_Extract provided_
Interestingly, BCTLA combined Connect and Wonder in their model, which is called Points of Inquiry (see Figure 1 below). Given the time and thought that went into the development of Points of Inquiry, I would be very interested to know more about why they decided to do this, because Connect and Wonder are still clearly distinct. It might be as simple as Points of Inquiry being a clever idea/ name that did not work well graphically with a 6-pointed star. I will see if I can find out more.
The BCTLA K-12 Information Literacy Task Force moved, over a period of more than three years, to deeper understanding of the importance of learners being able to think critically about information, about sources of information, and about constructing and answering their own questions. The goal posts had shifted well beyond the search for a right model for research for the BC curriculum to the capacity for drawing new knowledge from an inquiry-based approach to information, reading, and 21st Century learning.
The model no longer puts a focus on information literacy skills. Rather it embeds these skills under broader inquiry-based cognitive abilities and within curriculum to empower and position young British Columbians to become strategic and independent lifelong learners.

_Short exercise A_
Can you restate the passage on BCTLA's Points of Inquiry model word for word, in full?

_Input for this task_
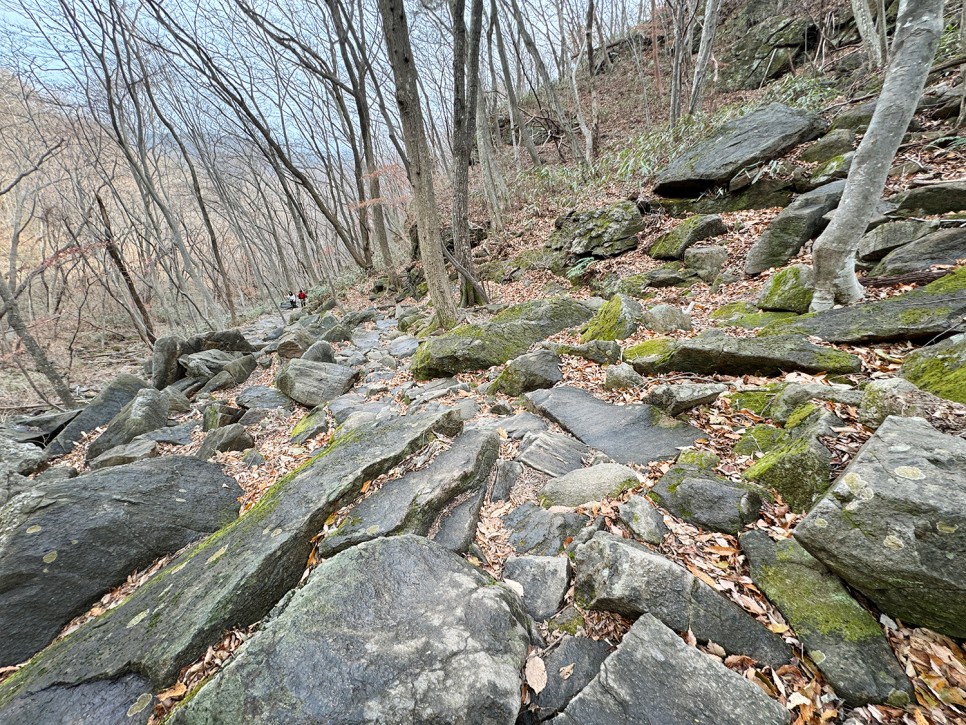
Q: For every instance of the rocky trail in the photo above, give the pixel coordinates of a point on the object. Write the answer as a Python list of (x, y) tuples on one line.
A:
[(584, 509)]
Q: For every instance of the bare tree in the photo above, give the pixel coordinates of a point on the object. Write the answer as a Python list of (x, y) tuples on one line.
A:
[(396, 30), (918, 30)]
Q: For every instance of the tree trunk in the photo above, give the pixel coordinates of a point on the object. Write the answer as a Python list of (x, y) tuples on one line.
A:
[(708, 32), (396, 30), (43, 364), (867, 31), (917, 35)]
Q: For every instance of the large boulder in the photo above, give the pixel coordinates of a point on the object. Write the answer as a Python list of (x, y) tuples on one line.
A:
[(65, 543), (933, 199), (626, 433), (604, 232), (231, 579), (395, 630), (787, 233), (894, 525), (654, 678), (413, 503), (100, 411), (842, 638), (714, 352), (939, 369), (510, 333), (617, 575), (148, 411), (532, 371), (312, 383), (673, 244), (936, 310), (760, 136), (943, 247)]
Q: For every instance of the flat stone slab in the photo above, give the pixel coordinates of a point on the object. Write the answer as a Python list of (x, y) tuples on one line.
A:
[(348, 648), (626, 433), (655, 678), (412, 503), (842, 638), (894, 525), (232, 578), (552, 453), (617, 575), (65, 543)]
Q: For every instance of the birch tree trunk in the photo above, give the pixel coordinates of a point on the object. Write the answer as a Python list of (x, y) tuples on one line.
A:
[(396, 30), (917, 35)]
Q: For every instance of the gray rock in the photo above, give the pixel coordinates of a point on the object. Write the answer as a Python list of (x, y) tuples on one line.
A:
[(312, 383), (65, 543), (552, 453), (510, 333), (933, 199), (628, 434), (403, 347), (695, 494), (677, 398), (605, 232), (505, 476), (545, 580), (319, 351), (217, 415), (763, 135), (654, 678), (706, 261), (136, 450), (917, 315), (231, 579), (617, 575), (457, 527), (580, 659), (232, 437), (800, 221), (411, 504), (842, 638), (714, 352), (888, 237), (535, 370), (176, 435), (207, 363), (146, 412), (673, 244), (588, 484), (666, 318), (100, 411), (262, 396), (461, 656), (534, 530), (621, 377), (164, 361), (893, 525), (645, 522), (834, 143), (945, 246), (21, 457)]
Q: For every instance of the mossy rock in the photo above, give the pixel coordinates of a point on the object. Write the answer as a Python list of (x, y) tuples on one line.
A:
[(673, 244), (798, 466), (790, 290), (746, 316), (616, 320), (939, 369)]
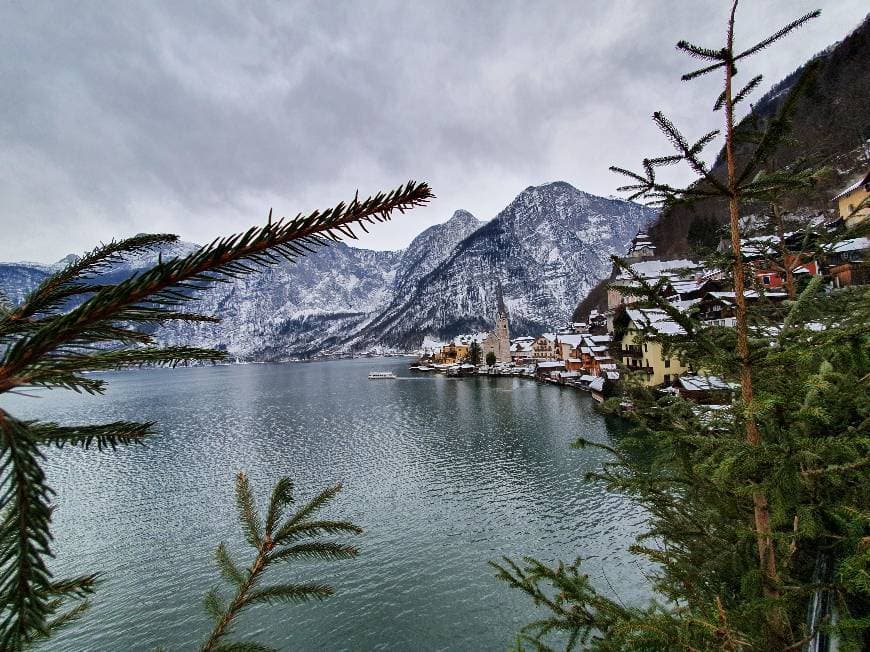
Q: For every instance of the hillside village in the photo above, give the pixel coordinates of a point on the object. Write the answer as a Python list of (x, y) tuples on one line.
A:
[(626, 341)]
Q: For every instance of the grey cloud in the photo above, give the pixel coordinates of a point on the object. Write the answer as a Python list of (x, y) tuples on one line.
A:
[(196, 117)]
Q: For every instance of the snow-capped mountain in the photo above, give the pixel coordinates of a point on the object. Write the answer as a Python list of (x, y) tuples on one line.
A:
[(541, 254), (431, 248)]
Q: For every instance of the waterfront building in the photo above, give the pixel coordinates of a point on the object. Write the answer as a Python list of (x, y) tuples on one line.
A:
[(544, 347), (853, 202), (498, 341), (641, 353)]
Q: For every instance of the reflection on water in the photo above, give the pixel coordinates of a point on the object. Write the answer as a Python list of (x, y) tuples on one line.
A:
[(443, 474)]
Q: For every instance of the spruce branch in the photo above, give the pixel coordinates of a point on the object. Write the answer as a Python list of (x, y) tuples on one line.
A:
[(109, 435), (25, 582), (268, 551), (231, 257)]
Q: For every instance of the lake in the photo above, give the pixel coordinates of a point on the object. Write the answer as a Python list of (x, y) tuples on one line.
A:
[(443, 474)]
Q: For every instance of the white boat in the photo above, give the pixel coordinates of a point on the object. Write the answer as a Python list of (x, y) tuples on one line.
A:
[(379, 375)]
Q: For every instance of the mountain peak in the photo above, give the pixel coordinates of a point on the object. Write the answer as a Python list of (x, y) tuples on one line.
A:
[(462, 216)]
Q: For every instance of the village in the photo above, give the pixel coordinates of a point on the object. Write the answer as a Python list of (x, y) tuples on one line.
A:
[(625, 342)]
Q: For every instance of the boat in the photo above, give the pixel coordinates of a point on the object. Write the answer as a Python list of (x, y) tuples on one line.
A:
[(381, 375)]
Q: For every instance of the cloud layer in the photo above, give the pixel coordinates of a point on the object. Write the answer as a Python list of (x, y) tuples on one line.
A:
[(195, 118)]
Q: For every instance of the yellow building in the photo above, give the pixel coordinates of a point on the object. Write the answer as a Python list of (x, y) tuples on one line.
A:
[(452, 354), (853, 203), (645, 356)]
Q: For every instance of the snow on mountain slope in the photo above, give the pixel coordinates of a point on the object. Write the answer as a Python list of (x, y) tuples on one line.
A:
[(542, 254)]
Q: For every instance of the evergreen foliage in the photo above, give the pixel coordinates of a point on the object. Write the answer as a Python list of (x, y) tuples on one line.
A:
[(277, 538), (757, 510), (71, 325)]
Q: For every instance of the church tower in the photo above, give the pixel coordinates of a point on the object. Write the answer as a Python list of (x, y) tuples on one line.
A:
[(502, 339)]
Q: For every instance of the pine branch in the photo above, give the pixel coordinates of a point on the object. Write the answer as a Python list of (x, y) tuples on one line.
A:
[(317, 503), (779, 126), (251, 524), (247, 592), (295, 593), (244, 647), (314, 528), (282, 496), (25, 582), (229, 571), (325, 550), (701, 52), (59, 287), (778, 35), (744, 92)]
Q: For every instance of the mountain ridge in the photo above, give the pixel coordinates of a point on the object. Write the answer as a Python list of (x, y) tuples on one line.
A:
[(541, 252)]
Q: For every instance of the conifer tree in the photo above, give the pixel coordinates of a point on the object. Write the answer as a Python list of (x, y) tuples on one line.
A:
[(475, 353), (747, 504), (276, 541), (72, 324)]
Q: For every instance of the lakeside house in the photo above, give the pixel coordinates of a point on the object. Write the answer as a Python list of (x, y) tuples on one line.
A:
[(587, 355), (642, 354), (853, 202), (498, 341)]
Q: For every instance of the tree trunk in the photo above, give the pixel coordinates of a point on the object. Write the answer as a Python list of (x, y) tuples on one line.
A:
[(766, 550)]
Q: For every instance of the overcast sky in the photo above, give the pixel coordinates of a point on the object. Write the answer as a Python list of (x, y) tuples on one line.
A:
[(195, 117)]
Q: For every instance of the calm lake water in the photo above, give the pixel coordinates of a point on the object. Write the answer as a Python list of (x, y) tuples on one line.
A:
[(443, 475)]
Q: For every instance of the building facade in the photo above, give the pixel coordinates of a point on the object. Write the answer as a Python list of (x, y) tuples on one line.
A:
[(498, 341)]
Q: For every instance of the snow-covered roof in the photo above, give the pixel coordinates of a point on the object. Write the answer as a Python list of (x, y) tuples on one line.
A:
[(658, 268), (749, 294), (865, 179), (853, 244), (656, 320), (572, 340), (704, 383)]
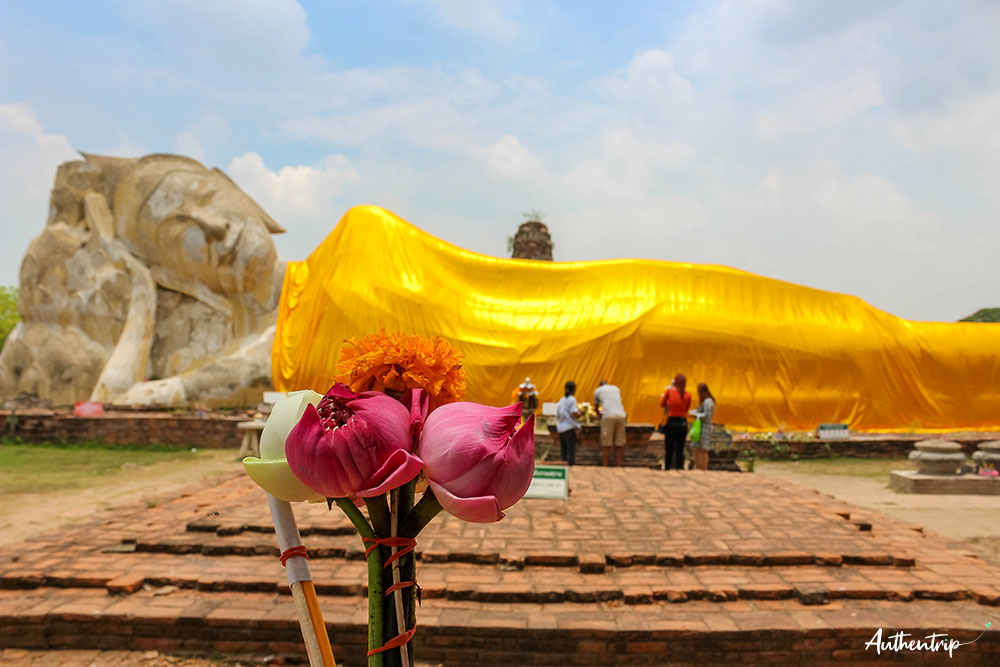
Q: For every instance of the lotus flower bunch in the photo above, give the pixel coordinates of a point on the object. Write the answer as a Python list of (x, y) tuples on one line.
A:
[(355, 448)]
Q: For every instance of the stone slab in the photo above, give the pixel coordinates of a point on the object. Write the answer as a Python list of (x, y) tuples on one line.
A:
[(909, 481)]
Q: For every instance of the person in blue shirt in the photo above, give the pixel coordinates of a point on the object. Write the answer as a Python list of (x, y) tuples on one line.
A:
[(567, 412)]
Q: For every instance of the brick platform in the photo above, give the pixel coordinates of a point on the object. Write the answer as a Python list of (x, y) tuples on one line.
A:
[(638, 567), (212, 431)]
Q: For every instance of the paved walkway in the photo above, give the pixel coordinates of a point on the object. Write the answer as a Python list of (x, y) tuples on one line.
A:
[(637, 567)]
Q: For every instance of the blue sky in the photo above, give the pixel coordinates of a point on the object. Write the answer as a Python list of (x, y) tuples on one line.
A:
[(850, 146)]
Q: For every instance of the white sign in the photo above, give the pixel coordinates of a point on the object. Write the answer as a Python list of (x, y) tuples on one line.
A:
[(549, 481), (273, 397), (833, 432)]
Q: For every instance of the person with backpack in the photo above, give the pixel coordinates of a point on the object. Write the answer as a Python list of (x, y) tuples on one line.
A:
[(675, 403), (705, 412), (567, 413)]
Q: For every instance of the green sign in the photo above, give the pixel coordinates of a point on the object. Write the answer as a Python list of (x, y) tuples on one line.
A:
[(549, 481)]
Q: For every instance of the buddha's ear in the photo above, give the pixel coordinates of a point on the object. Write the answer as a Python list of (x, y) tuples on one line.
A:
[(272, 226)]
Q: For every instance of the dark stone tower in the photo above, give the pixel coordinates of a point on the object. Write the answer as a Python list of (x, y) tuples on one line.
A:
[(532, 241)]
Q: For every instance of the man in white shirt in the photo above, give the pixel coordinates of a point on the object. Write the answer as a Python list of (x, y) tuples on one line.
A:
[(608, 403), (567, 413)]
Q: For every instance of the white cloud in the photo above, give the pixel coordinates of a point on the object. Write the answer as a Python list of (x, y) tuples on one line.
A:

_Short exercise B_
In the records, could you swap "flat stone slab" for "flat paving stone" in the lines starting with the one containing "Q: For every instance of the large" and going on through the one containing "[(396, 30), (917, 35)]", leaving everything else unchanged? Give back only those lines.

_Final result A_
Interestingly, BCTLA combined Connect and Wonder in their model, which is called Points of Inquiry (see Figure 1 below). Given the time and thought that went into the development of Points of Inquiry, I would be very interested to know more about why they decided to do this, because Connect and Wonder are still clearly distinct. It might be as simple as Points of Inquiry being a clever idea/ name that did not work well graphically with a 6-pointed star. I will see if I can find out more.
The BCTLA K-12 Information Literacy Task Force moved, over a period of more than three years, to deeper understanding of the importance of learners being able to think critically about information, about sources of information, and about constructing and answering their own questions. The goal posts had shifted well beyond the search for a right model for research for the BC curriculum to the capacity for drawing new knowledge from an inquiry-based approach to information, reading, and 21st Century learning.
The model no longer puts a focus on information literacy skills. Rather it embeds these skills under broader inquiry-based cognitive abilities and within curriculum to empower and position young British Columbians to become strategic and independent lifelong learners.

_Final result B_
Q: For every instance of the large boulder in the photo above, give the pixel coordinates of a point on the object. Write the answer as a Python list of (x, y) tuples on one line.
A:
[(65, 543), (933, 199), (626, 433), (604, 232), (231, 579), (395, 630), (787, 233), (894, 525), (654, 678), (413, 503), (100, 411), (842, 638), (714, 352), (939, 369), (510, 333), (617, 575), (148, 411), (532, 371), (312, 383), (673, 244), (936, 310), (760, 136), (943, 247)]
Q: For every instance of the flat paving stone in the photo above, give the pixel coordinates of a point on the object. Write the answer as a Python list of (x, y) tuples on one line.
A:
[(348, 648), (626, 433), (655, 678), (412, 503), (842, 638), (894, 525), (232, 578), (552, 453), (617, 575), (65, 543)]
Q: For every instance of the birch tree trunk in the photo above, give the pixel coordinates of a point on the object. Write the answer as a Python list of (x, y) tuples on one line.
A:
[(396, 30), (917, 35)]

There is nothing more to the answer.